* _Description of the task_
Find the line that contains "Where can you see the woodpecker". Repeat that line and all lines following it, exactly, through the end of the listing below.

»»

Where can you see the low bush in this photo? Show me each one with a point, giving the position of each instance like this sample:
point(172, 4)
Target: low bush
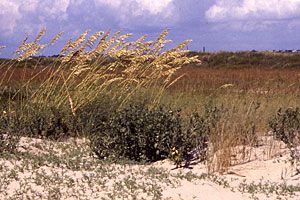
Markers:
point(286, 127)
point(139, 134)
point(11, 127)
point(52, 122)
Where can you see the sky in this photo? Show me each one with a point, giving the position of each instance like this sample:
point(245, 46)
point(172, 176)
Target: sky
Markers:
point(219, 25)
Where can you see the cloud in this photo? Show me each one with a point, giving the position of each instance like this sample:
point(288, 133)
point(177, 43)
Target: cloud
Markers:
point(226, 10)
point(146, 12)
point(30, 15)
point(9, 16)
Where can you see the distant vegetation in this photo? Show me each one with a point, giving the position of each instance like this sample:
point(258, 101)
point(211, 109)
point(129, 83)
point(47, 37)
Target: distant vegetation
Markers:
point(135, 101)
point(249, 59)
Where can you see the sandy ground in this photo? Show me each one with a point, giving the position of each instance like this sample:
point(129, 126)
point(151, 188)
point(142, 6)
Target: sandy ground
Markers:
point(66, 170)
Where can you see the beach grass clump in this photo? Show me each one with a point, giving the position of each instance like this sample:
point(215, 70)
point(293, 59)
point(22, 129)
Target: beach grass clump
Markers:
point(285, 125)
point(68, 89)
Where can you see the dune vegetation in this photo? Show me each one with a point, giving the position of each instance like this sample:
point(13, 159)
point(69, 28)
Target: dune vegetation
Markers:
point(139, 102)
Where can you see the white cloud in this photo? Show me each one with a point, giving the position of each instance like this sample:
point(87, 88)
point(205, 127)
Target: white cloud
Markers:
point(9, 15)
point(20, 14)
point(225, 10)
point(127, 10)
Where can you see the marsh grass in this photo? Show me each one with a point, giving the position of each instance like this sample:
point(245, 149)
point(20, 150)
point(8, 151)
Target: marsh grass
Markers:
point(97, 74)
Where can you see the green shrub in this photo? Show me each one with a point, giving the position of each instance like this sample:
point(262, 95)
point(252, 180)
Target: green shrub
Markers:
point(139, 134)
point(286, 127)
point(52, 122)
point(11, 127)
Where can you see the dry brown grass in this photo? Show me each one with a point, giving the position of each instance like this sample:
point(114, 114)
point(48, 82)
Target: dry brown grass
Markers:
point(260, 79)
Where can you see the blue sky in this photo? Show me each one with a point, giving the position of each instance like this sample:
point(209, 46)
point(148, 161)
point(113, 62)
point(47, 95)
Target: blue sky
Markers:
point(228, 25)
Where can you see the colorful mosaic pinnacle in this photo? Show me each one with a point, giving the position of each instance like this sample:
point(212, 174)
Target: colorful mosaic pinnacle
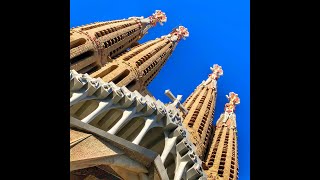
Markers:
point(216, 71)
point(177, 34)
point(234, 99)
point(158, 16)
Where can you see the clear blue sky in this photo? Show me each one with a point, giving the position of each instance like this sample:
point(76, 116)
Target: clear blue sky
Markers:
point(219, 34)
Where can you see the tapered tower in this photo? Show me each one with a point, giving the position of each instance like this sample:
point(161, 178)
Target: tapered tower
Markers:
point(93, 45)
point(222, 161)
point(201, 106)
point(138, 67)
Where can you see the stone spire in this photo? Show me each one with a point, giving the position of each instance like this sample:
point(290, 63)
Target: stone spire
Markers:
point(222, 160)
point(201, 106)
point(138, 67)
point(93, 45)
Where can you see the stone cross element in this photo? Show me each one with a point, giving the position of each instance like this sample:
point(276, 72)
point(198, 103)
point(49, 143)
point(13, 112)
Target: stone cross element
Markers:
point(176, 101)
point(234, 99)
point(216, 71)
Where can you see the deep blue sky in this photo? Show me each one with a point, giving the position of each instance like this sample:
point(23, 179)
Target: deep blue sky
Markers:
point(219, 34)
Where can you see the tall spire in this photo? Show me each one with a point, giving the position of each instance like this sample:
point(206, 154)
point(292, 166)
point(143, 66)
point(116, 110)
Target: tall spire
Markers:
point(157, 17)
point(95, 44)
point(222, 160)
point(138, 67)
point(201, 106)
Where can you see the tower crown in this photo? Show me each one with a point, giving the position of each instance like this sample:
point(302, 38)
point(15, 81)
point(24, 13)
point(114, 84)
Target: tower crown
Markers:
point(216, 72)
point(177, 34)
point(158, 16)
point(234, 99)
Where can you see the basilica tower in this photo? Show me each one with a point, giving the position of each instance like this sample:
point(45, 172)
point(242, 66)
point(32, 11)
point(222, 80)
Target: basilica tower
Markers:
point(93, 45)
point(201, 106)
point(138, 67)
point(222, 160)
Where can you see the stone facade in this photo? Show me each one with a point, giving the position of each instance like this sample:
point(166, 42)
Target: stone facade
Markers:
point(201, 104)
point(95, 44)
point(138, 67)
point(222, 160)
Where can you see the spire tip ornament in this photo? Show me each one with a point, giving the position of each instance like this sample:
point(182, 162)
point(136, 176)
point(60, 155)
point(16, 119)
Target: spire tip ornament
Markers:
point(234, 99)
point(178, 33)
point(216, 71)
point(158, 16)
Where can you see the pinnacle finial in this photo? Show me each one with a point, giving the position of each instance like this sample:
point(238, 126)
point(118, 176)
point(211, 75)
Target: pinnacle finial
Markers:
point(233, 101)
point(216, 71)
point(158, 16)
point(176, 101)
point(178, 33)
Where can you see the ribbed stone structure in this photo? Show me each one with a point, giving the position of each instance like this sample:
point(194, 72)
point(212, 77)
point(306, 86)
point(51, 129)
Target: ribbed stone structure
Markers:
point(141, 122)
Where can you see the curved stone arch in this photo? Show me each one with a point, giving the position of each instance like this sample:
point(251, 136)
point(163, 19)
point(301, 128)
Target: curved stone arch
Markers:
point(170, 165)
point(154, 139)
point(107, 119)
point(83, 109)
point(131, 129)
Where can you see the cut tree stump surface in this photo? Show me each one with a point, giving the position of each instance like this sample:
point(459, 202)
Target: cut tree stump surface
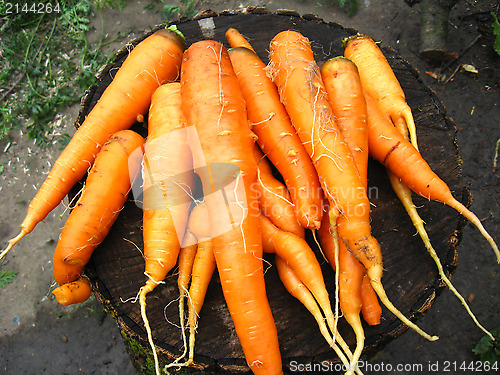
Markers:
point(116, 269)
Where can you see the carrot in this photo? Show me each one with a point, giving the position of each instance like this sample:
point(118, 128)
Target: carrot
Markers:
point(274, 199)
point(404, 194)
point(345, 92)
point(370, 308)
point(77, 291)
point(152, 62)
point(187, 254)
point(299, 257)
point(277, 137)
point(349, 274)
point(392, 149)
point(236, 39)
point(203, 269)
point(298, 79)
point(213, 104)
point(168, 177)
point(298, 290)
point(380, 82)
point(102, 198)
point(196, 267)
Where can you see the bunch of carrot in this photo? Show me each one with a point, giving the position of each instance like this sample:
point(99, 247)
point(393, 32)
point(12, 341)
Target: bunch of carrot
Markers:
point(227, 117)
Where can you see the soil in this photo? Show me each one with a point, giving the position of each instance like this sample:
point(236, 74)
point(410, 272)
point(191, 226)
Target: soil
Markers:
point(37, 335)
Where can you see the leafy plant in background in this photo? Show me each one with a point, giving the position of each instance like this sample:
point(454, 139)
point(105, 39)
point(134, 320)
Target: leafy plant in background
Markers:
point(47, 63)
point(496, 32)
point(169, 12)
point(6, 276)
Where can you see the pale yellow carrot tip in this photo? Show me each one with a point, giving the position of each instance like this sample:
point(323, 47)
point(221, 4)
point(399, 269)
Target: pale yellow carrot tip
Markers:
point(142, 301)
point(410, 123)
point(13, 241)
point(469, 215)
point(356, 325)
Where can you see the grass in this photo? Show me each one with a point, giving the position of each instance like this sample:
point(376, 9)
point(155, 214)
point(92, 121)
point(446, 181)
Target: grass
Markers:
point(47, 63)
point(6, 276)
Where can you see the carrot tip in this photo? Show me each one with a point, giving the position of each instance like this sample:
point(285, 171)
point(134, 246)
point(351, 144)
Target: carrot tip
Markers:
point(13, 241)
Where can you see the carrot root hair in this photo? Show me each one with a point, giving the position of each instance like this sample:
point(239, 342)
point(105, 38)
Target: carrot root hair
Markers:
point(13, 241)
point(355, 322)
point(142, 301)
point(469, 215)
point(404, 194)
point(379, 289)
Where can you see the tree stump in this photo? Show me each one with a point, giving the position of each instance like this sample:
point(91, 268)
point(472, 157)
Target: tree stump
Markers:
point(116, 269)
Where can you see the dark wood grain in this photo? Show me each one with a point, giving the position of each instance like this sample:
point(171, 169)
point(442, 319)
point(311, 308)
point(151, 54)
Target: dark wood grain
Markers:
point(411, 280)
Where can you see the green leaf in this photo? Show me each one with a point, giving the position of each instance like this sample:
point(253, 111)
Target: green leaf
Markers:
point(488, 350)
point(6, 277)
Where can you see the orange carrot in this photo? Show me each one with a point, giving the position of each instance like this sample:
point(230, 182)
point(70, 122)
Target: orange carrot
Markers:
point(102, 198)
point(277, 137)
point(186, 260)
point(343, 86)
point(345, 92)
point(302, 90)
point(405, 196)
point(77, 291)
point(349, 274)
point(203, 269)
point(298, 290)
point(370, 308)
point(152, 62)
point(236, 39)
point(274, 200)
point(379, 81)
point(168, 178)
point(213, 104)
point(195, 267)
point(301, 259)
point(392, 149)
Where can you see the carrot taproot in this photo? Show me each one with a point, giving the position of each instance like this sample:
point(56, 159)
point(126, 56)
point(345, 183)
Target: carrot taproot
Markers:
point(380, 82)
point(152, 62)
point(236, 39)
point(405, 196)
point(392, 149)
point(213, 104)
point(349, 274)
point(203, 269)
point(274, 199)
point(370, 307)
point(106, 189)
point(302, 91)
point(196, 268)
point(167, 191)
point(277, 137)
point(345, 92)
point(77, 291)
point(187, 254)
point(298, 290)
point(300, 258)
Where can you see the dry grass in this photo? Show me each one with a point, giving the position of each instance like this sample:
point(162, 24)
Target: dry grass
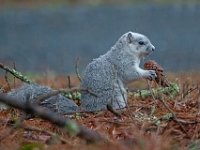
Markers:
point(135, 130)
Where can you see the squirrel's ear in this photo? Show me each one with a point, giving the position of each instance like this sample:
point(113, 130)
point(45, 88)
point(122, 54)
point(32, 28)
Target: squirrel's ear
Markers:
point(130, 37)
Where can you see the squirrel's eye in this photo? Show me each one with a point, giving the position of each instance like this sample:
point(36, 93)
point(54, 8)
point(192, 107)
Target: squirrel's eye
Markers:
point(141, 42)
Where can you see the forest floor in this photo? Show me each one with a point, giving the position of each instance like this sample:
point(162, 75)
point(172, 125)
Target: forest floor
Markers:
point(145, 125)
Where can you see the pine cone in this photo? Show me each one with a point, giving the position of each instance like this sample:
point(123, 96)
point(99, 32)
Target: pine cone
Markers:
point(161, 78)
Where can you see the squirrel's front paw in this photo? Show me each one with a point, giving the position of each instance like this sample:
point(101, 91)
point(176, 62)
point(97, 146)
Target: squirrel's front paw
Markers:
point(151, 74)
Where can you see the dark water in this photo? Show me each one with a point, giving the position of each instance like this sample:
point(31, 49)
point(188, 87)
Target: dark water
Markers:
point(52, 38)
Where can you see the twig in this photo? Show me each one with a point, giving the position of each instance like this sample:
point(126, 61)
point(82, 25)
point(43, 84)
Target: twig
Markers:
point(117, 114)
point(69, 82)
point(15, 73)
point(171, 111)
point(190, 90)
point(14, 65)
point(6, 79)
point(77, 71)
point(33, 128)
point(69, 126)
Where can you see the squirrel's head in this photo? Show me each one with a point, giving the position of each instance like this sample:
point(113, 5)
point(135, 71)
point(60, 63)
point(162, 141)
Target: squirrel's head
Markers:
point(137, 44)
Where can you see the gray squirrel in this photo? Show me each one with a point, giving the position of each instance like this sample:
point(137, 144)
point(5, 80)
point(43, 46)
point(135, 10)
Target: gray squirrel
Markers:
point(107, 75)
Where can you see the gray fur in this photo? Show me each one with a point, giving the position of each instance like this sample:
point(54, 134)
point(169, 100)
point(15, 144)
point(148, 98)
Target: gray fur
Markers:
point(56, 103)
point(107, 75)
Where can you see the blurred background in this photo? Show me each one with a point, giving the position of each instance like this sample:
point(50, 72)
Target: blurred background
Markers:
point(50, 35)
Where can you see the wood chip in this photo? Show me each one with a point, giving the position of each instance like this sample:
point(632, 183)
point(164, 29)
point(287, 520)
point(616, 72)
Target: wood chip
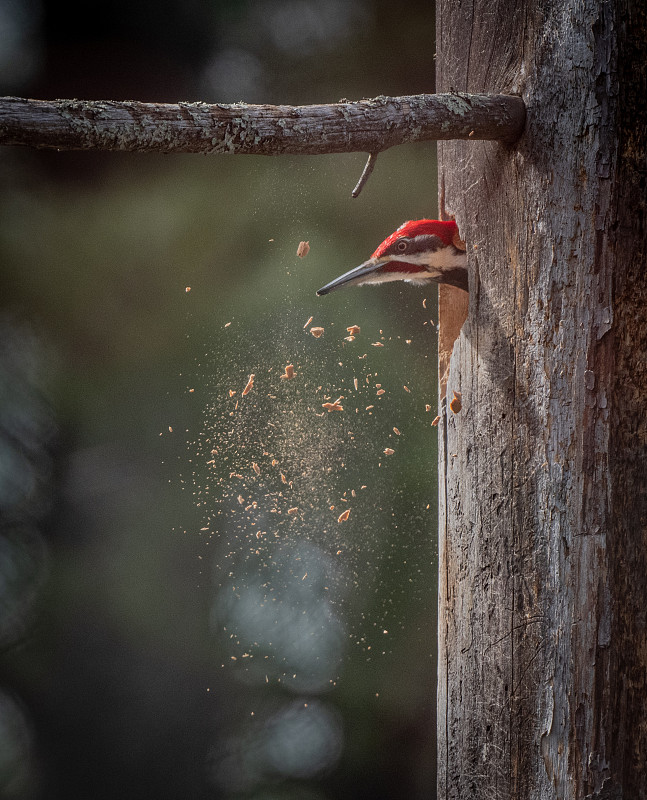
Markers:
point(336, 406)
point(250, 384)
point(289, 372)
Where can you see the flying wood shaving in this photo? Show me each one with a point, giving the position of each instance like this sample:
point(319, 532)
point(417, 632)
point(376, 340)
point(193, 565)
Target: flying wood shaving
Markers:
point(250, 384)
point(336, 406)
point(289, 372)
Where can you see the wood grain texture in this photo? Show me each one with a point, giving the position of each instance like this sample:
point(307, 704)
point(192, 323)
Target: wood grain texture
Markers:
point(364, 126)
point(543, 568)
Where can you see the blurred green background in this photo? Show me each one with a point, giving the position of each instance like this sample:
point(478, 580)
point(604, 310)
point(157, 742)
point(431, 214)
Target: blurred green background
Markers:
point(169, 630)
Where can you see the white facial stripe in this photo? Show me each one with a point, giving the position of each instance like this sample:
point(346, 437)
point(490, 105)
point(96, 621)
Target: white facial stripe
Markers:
point(446, 258)
point(384, 277)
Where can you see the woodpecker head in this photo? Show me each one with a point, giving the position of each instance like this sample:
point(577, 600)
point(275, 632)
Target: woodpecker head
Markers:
point(419, 251)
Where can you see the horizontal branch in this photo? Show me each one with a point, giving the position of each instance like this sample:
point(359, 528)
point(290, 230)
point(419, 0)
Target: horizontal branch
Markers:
point(368, 126)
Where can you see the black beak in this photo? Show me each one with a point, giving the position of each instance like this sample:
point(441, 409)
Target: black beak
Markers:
point(354, 277)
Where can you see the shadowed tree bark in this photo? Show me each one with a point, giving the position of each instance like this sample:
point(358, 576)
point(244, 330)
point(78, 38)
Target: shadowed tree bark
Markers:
point(543, 474)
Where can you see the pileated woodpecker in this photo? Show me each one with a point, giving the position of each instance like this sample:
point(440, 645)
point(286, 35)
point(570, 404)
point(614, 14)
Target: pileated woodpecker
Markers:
point(419, 251)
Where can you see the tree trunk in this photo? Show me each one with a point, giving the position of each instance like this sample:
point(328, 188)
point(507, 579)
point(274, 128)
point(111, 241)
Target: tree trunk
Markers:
point(543, 520)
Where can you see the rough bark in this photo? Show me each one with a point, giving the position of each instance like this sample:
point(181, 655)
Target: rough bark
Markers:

««

* _The completed task_
Where can you see the woodpecker head in this photo? Show me each one with a point, giving the position of each instance like this sample:
point(577, 600)
point(275, 632)
Target: woodpecker head
Markers:
point(419, 251)
Where can you see the horizontal branch in this photo? Show me each one with a point, giving the position of each instance like this sample:
point(359, 528)
point(290, 230)
point(419, 0)
Target: horizontal branch
Markers:
point(368, 126)
Where can you see the black beak in this photo? Show me each one with a point, giving the position of each instance like this sample:
point(441, 409)
Target: black beak
Markers:
point(354, 277)
Where can you see the shadowed tree bark in this photo? Show me each one with a point, giving the position of each instance like this sample:
point(358, 576)
point(244, 330)
point(78, 38)
Target: shadowed tree bark
Markers:
point(543, 474)
Where can you see the pileated woodpecker in this photo? Show me each one with a point, giving the position of each instance like this sample:
point(440, 645)
point(286, 35)
point(570, 404)
point(614, 14)
Target: pileated woodpecker
Markers:
point(419, 251)
Where can you see the tree trunk in this photo? Show me each one with a point, giving the position of each instance like this sample:
point(328, 188)
point(507, 579)
point(274, 128)
point(111, 241)
Target: tree trunk
Markers:
point(543, 520)
Where can you see the rough bark in this photo? Show me each one with a point, giving the position of each instance like this sample:
point(181, 655)
Target: rough bark
Markers:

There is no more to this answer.